Provide the entries once more, identical in every word.
┌─ Records for this exercise
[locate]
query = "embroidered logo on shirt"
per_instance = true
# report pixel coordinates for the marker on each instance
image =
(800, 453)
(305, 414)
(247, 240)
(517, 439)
└─
### Written answer
[locate]
query = "embroidered logo on shirt"
per_instance = true
# report pixel coordinates for the marker on each instance
image =
(800, 453)
(305, 414)
(247, 240)
(517, 439)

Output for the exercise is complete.